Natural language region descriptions
....................

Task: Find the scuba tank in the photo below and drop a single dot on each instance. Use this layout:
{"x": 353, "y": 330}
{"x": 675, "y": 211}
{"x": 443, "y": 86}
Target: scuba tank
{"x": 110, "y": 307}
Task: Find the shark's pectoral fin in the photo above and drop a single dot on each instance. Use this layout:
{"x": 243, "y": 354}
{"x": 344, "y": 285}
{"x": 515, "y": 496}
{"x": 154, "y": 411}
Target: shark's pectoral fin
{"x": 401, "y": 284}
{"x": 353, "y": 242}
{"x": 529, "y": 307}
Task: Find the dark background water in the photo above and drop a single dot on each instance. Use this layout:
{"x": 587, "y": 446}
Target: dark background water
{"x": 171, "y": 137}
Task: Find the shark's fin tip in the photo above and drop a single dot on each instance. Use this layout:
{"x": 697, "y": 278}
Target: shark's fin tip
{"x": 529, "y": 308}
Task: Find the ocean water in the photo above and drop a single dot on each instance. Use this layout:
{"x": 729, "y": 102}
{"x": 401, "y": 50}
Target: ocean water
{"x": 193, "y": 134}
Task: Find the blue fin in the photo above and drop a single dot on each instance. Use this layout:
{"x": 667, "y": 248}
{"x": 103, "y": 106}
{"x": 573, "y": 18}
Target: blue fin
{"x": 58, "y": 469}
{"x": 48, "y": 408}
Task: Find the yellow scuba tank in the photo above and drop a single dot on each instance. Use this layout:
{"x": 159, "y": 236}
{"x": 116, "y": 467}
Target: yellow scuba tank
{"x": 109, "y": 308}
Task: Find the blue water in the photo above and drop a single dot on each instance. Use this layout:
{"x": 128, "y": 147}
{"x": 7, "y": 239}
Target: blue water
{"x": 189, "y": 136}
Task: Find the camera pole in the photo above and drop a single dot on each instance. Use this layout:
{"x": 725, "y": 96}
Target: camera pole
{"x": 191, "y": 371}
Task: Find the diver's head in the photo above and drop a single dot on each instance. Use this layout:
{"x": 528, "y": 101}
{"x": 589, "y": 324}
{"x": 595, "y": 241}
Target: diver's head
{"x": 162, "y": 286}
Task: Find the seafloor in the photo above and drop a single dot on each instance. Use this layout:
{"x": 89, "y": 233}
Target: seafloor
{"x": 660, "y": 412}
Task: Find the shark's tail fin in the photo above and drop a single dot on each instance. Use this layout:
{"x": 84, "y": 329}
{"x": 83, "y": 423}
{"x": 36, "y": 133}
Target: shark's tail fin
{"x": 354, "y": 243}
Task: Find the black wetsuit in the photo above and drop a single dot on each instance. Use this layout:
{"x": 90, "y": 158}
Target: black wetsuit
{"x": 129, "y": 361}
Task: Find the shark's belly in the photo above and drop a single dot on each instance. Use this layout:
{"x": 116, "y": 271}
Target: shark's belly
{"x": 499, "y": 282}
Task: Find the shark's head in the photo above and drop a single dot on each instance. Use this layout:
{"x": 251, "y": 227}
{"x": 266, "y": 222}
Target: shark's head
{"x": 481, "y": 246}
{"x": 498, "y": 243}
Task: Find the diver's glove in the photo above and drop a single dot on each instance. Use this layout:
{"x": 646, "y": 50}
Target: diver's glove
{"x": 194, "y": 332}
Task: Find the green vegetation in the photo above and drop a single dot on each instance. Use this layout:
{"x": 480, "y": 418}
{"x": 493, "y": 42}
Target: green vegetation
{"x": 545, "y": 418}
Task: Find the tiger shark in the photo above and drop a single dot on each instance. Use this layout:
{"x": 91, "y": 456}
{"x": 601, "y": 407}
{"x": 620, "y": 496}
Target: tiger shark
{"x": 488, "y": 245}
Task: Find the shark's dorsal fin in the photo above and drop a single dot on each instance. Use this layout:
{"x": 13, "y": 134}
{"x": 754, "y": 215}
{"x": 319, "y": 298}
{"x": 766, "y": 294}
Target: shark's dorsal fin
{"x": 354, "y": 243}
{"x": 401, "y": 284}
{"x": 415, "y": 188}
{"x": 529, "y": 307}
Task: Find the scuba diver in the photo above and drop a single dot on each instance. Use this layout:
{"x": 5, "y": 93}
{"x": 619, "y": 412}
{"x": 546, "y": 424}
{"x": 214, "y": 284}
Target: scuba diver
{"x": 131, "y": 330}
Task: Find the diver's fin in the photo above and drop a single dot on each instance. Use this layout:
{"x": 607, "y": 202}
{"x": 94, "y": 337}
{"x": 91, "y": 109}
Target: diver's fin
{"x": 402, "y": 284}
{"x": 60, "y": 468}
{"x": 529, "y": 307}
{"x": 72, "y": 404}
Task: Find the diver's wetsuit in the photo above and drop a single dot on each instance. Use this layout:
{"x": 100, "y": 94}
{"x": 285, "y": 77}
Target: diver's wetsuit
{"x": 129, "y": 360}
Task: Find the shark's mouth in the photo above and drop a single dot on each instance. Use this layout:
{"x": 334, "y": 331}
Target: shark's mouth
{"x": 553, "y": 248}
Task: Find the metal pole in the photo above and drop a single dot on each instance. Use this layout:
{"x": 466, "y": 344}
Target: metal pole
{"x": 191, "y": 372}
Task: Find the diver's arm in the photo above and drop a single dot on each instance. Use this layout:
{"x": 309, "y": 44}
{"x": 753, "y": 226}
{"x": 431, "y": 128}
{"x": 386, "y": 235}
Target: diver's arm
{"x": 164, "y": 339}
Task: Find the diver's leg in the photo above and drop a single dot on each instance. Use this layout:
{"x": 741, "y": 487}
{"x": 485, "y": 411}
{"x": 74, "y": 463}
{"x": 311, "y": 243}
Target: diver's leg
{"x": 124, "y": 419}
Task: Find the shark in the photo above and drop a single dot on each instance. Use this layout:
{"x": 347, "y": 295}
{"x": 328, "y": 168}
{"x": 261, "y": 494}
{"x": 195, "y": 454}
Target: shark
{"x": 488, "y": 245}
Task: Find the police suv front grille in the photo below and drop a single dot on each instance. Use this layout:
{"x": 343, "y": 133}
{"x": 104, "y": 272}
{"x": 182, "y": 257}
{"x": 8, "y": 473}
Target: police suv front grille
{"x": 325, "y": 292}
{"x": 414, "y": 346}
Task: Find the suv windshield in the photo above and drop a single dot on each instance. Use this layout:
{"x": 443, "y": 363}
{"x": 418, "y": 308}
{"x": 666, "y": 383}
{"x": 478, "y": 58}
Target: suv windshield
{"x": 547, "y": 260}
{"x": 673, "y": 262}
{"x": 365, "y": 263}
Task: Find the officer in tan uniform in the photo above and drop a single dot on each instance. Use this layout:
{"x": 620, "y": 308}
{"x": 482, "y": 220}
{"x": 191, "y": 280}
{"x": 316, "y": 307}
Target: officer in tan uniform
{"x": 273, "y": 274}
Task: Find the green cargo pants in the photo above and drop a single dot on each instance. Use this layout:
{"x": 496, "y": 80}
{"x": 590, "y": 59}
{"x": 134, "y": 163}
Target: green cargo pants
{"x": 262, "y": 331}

....................

Task statement:
Repeat the data in full, exactly as supplied.

Exercise result:
Task: Find the scuba tank in the photo below and drop a single dot on each instance. Use this layout:
{"x": 353, "y": 330}
{"x": 675, "y": 211}
{"x": 443, "y": 86}
Target: scuba tank
{"x": 110, "y": 307}
Task: Find the shark's pectoral fin in the photo above and drop a single dot on each instance. Use this layout:
{"x": 243, "y": 354}
{"x": 344, "y": 285}
{"x": 515, "y": 496}
{"x": 154, "y": 411}
Target: shark's pectoral fin
{"x": 401, "y": 284}
{"x": 353, "y": 242}
{"x": 529, "y": 307}
Task: Find the dark background water in the photo above and drop a single dot on each instance. Use this layout:
{"x": 587, "y": 446}
Target: dark background water
{"x": 171, "y": 137}
Task: Find the shark's fin tip in the photo above and drop a single dot on each instance. Use this layout:
{"x": 697, "y": 278}
Target: shark's fin tip
{"x": 529, "y": 308}
Task: Find the ocean water in the photo above and drop a single dot on each instance. Use this layout:
{"x": 729, "y": 102}
{"x": 401, "y": 50}
Target: ocean water
{"x": 193, "y": 134}
Task: Find the blue fin in the photo above and drop a single dot on each instance. Use this layout:
{"x": 667, "y": 248}
{"x": 103, "y": 106}
{"x": 573, "y": 18}
Target: blue fin
{"x": 58, "y": 469}
{"x": 48, "y": 408}
Task: Find the yellow scuba tank in the photo above and drop a single dot on each instance. Use this layout:
{"x": 159, "y": 236}
{"x": 116, "y": 467}
Target: yellow scuba tank
{"x": 109, "y": 308}
Task: Find the blue water in the photo above and drop a single dot on each instance. Use this layout:
{"x": 128, "y": 147}
{"x": 7, "y": 239}
Target: blue water
{"x": 189, "y": 136}
Task: Find the camera pole in the photo above and drop a single dot on each instance. Use this layout:
{"x": 725, "y": 96}
Target: camera pole
{"x": 191, "y": 371}
Task: Find the diver's head in the photo above and drop a single dot on each instance. Use this layout:
{"x": 528, "y": 101}
{"x": 589, "y": 324}
{"x": 595, "y": 241}
Target: diver's head
{"x": 162, "y": 286}
Task: Find the seafloor in the photo above and drop a single dot on each instance. Use this layout:
{"x": 89, "y": 233}
Target: seafloor
{"x": 660, "y": 412}
Task: Find the shark's tail fin in the photo above and drop a single dot on each instance. Use this layout:
{"x": 84, "y": 329}
{"x": 83, "y": 423}
{"x": 36, "y": 133}
Target: shark's tail fin
{"x": 354, "y": 243}
Task: Find the black wetsuit in the photo above and drop a single dot on each instance. Use this layout:
{"x": 90, "y": 158}
Target: black wetsuit
{"x": 129, "y": 361}
Task: Find the shark's belly in the photo above and drop a single dot on each instance. Use this layout:
{"x": 116, "y": 271}
Target: shark's belly
{"x": 499, "y": 282}
Task: Find the shark's head in the photo above and drop a single dot on each instance. Use this layout:
{"x": 251, "y": 227}
{"x": 266, "y": 222}
Target: shark's head
{"x": 481, "y": 246}
{"x": 498, "y": 243}
Task: Find the diver's glove in the photo above and drop a single dot on each instance. Use this layout:
{"x": 646, "y": 50}
Target: diver's glove
{"x": 194, "y": 332}
Task: Find the green vegetation in the photo above and drop a single dot on each instance. Use this layout:
{"x": 480, "y": 418}
{"x": 493, "y": 42}
Target: green vegetation
{"x": 545, "y": 418}
Task: Find the tiger shark in the photo above and drop a single dot on each instance. Use this layout:
{"x": 91, "y": 456}
{"x": 601, "y": 407}
{"x": 620, "y": 496}
Target: tiger shark
{"x": 488, "y": 245}
Task: Find the shark's dorsal fin in the photo above and drop a single dot on each instance. Use this layout:
{"x": 13, "y": 134}
{"x": 754, "y": 215}
{"x": 319, "y": 298}
{"x": 766, "y": 294}
Target: shark's dorsal fin
{"x": 354, "y": 243}
{"x": 401, "y": 284}
{"x": 415, "y": 188}
{"x": 529, "y": 307}
Task: Find the scuba diver in the photo above and drop a single dot on each instance. Use this layout:
{"x": 5, "y": 93}
{"x": 619, "y": 412}
{"x": 546, "y": 424}
{"x": 214, "y": 284}
Target: scuba diver
{"x": 131, "y": 330}
Task: Find the diver's fin in the photo above and drop a single dot on each instance. Use this layout:
{"x": 607, "y": 202}
{"x": 94, "y": 337}
{"x": 91, "y": 109}
Target: diver's fin
{"x": 402, "y": 284}
{"x": 60, "y": 468}
{"x": 529, "y": 307}
{"x": 72, "y": 404}
Task: Find the diver's wetsuit in the photo above and drop a single dot on each instance. Use this layout:
{"x": 100, "y": 94}
{"x": 285, "y": 77}
Target: diver's wetsuit
{"x": 129, "y": 360}
Task: Find the shark's mouth in the photo above and drop a single dot on each instance. Use this layout:
{"x": 334, "y": 331}
Target: shark's mouth
{"x": 553, "y": 248}
Task: Find the metal pole in the photo above and drop a single dot on each instance. Use this layout:
{"x": 466, "y": 344}
Target: metal pole
{"x": 191, "y": 372}
Task: Find the diver's arm in the photo above and drop a single dot on each instance. Use this layout:
{"x": 309, "y": 44}
{"x": 753, "y": 226}
{"x": 431, "y": 128}
{"x": 386, "y": 235}
Target: diver's arm
{"x": 164, "y": 339}
Task: Find the diver's leg in the photo above and drop a single dot on each instance. Use this layout:
{"x": 741, "y": 487}
{"x": 485, "y": 411}
{"x": 74, "y": 463}
{"x": 311, "y": 243}
Target: diver's leg
{"x": 124, "y": 419}
Task: Find the shark in the photo above and drop a single dot on each instance. Use this layout:
{"x": 347, "y": 295}
{"x": 328, "y": 168}
{"x": 261, "y": 494}
{"x": 195, "y": 454}
Target: shark
{"x": 488, "y": 245}
Task: Find the police suv front grille in the photo below and drop a single dot on each instance. Use this layout:
{"x": 343, "y": 133}
{"x": 104, "y": 272}
{"x": 182, "y": 257}
{"x": 8, "y": 473}
Target: police suv front grille
{"x": 325, "y": 292}
{"x": 414, "y": 346}
Task: Find the suv windshield in the photo above and drop a single dot on each instance. Use this layout:
{"x": 443, "y": 363}
{"x": 418, "y": 308}
{"x": 666, "y": 383}
{"x": 478, "y": 58}
Target: suv windshield
{"x": 547, "y": 260}
{"x": 673, "y": 262}
{"x": 365, "y": 263}
Task: Find the officer in tan uniform in the photo above and drop a single dot on each instance. Use this layout:
{"x": 620, "y": 308}
{"x": 482, "y": 220}
{"x": 191, "y": 280}
{"x": 316, "y": 307}
Target: officer in tan uniform
{"x": 273, "y": 274}
Task: Find the green cargo pants in the photo above and drop a single dot on each instance. Use this layout:
{"x": 496, "y": 80}
{"x": 590, "y": 59}
{"x": 134, "y": 163}
Target: green cargo pants
{"x": 262, "y": 331}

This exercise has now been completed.